WHAT IS ASKED.
Format the lines from the one containing "Exercise. Annotate the man" through the final line as a JSON list of strings, with one string per line and blank lines omitted.

(Excerpts from location labeling data)
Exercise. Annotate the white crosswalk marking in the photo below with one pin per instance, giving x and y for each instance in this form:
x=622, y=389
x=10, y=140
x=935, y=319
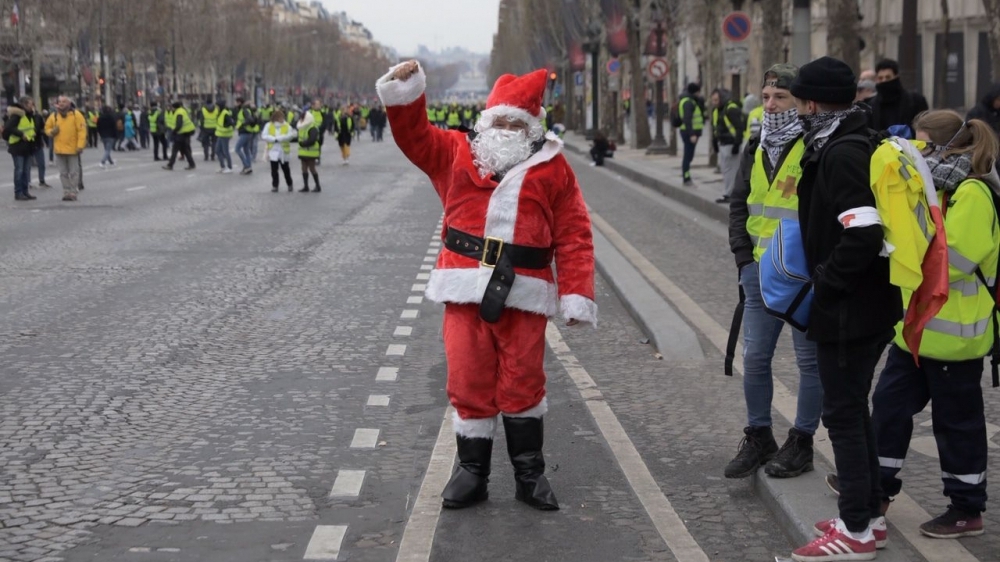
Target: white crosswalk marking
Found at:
x=325, y=542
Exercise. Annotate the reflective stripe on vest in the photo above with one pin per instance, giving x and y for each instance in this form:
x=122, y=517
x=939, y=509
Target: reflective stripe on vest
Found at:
x=769, y=202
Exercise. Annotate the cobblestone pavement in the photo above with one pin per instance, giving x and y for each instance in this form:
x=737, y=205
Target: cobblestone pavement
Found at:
x=695, y=255
x=189, y=358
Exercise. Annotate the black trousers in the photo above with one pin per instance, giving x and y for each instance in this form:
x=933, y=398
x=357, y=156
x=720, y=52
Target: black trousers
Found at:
x=956, y=392
x=159, y=139
x=846, y=370
x=182, y=144
x=285, y=168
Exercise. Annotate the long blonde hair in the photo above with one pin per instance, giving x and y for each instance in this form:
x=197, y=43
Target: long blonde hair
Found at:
x=973, y=137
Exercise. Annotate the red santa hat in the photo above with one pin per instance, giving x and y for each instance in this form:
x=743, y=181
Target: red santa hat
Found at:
x=518, y=97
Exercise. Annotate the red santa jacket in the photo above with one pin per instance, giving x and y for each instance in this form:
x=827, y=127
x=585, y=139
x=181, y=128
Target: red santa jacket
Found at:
x=538, y=203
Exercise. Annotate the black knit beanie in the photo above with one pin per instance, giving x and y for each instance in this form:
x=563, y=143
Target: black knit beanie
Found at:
x=825, y=80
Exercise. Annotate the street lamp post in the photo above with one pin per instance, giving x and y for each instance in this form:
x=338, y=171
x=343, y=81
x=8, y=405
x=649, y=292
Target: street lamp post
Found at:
x=659, y=144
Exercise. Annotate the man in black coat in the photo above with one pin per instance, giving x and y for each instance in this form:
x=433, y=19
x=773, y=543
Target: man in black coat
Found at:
x=854, y=309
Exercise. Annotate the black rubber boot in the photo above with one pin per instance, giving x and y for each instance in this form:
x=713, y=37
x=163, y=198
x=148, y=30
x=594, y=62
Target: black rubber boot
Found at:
x=793, y=458
x=468, y=482
x=756, y=449
x=524, y=445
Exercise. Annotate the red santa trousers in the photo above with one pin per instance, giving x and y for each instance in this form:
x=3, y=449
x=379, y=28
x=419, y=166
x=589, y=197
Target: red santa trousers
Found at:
x=494, y=368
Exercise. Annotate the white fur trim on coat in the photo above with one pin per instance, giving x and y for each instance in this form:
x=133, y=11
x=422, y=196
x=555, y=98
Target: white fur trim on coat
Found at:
x=467, y=286
x=537, y=411
x=578, y=307
x=482, y=428
x=401, y=92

EXERCISE RESPONSE.
[
  "Exercise. Annotate the man in black coat in the photo above with one pin per instance, giving x and y for each instance in this form:",
  "x=433, y=19",
  "x=773, y=543",
  "Target: man in black coat",
  "Found at:",
  "x=854, y=309",
  "Exercise. Annotate the black rubber boot in the photo above with one pin per instance, giving x and y for each instance in this form:",
  "x=713, y=37",
  "x=163, y=198",
  "x=148, y=30",
  "x=594, y=62",
  "Target: black rubber boot",
  "Found at:",
  "x=793, y=458",
  "x=468, y=482",
  "x=756, y=449",
  "x=524, y=445",
  "Exercise. Annotate the red santa trousers in the photo above with one pin per instance, giving x and y for each instance in this form:",
  "x=3, y=449",
  "x=379, y=28",
  "x=419, y=166",
  "x=589, y=197",
  "Target: red santa trousers",
  "Found at:",
  "x=494, y=368",
  "Exercise. Annotate the white fur trim on coat in the photo above with one pin per instance, giving x and y for each instance in this form:",
  "x=133, y=11",
  "x=422, y=196",
  "x=555, y=98",
  "Target: white fur trim on coat",
  "Found at:",
  "x=467, y=286",
  "x=537, y=411",
  "x=578, y=307",
  "x=482, y=428",
  "x=401, y=92"
]